- [What this task involves]
Take the part of the listing that opens with the line containing "Target: wheel arch" and closes with the line containing "x=182, y=112", switch every "instance" to "occurrence", and return only those lines with nothing else altered.

- [Records to process]
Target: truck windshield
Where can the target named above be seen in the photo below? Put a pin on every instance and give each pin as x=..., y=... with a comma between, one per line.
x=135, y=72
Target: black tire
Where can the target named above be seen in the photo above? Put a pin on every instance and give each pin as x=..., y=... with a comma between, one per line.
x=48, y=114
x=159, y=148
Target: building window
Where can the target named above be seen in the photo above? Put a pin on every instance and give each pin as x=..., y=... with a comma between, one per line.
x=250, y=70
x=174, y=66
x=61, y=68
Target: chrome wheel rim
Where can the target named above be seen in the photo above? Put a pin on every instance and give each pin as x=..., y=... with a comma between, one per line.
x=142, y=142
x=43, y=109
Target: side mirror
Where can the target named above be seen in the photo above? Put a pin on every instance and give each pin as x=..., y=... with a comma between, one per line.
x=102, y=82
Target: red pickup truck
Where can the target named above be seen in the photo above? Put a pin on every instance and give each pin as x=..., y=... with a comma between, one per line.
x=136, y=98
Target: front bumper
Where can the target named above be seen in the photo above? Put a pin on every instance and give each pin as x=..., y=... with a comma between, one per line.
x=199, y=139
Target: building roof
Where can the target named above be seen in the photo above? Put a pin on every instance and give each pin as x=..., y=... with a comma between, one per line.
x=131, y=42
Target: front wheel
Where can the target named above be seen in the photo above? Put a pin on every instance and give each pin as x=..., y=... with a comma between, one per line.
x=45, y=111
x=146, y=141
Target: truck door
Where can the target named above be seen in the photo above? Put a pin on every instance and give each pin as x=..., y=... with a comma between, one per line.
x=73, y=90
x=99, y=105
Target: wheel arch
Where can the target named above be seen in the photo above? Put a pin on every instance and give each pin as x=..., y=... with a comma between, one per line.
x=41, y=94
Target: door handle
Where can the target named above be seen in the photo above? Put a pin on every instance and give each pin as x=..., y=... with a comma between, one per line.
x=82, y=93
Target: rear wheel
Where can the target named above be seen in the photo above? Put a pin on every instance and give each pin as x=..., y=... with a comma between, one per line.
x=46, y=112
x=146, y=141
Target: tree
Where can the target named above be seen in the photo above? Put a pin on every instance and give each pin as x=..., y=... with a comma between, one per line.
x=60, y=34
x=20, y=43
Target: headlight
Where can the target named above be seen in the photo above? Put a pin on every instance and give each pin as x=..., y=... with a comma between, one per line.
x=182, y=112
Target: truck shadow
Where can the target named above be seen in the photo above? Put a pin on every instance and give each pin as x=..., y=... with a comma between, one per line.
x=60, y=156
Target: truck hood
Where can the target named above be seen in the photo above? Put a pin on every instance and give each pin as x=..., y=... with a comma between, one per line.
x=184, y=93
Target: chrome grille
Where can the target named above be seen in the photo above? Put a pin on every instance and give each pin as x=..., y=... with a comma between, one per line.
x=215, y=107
---
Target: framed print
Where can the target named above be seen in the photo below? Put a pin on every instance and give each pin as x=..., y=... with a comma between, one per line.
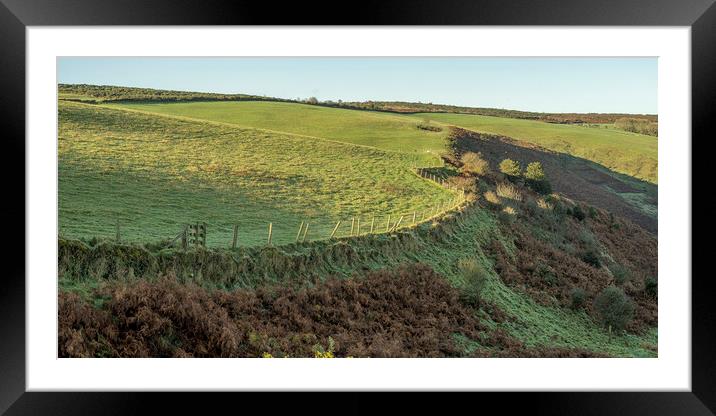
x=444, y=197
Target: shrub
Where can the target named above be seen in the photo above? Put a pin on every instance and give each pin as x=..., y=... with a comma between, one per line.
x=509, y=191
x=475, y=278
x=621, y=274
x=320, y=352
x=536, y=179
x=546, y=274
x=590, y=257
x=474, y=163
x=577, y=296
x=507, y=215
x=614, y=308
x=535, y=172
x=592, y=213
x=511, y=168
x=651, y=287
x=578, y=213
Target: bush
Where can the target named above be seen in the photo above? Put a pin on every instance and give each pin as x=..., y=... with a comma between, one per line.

- [Answer to the task]
Target: wheel arch
Where can the target named above be seen in the photo above? Put a pin on every occurrence and give each pin as x=..., y=... with a comma between, one per line.
x=41, y=94
Target: door handle
Where can the target named above be seen in the photo above? Put a pin on every occurrence and give each pin as x=..., y=... with a comma between, one per line.
x=82, y=93
Target: rear wheel
Where can the target named above be seen in the photo above? Put a pin on every occurrence and give each pin as x=..., y=... with a comma between, one per line.
x=46, y=112
x=146, y=141
Target: tree
Where can the target named above be seen in the photo above? Put a pin on every occurrence and give each pin as x=..., y=... with a comma between, one per line.
x=60, y=34
x=20, y=43
Target: headlight
Where can the target named above be seen in the photo above? Put a pin on every occurrence and give each pin as x=..., y=... with a comma between, one per line.
x=182, y=112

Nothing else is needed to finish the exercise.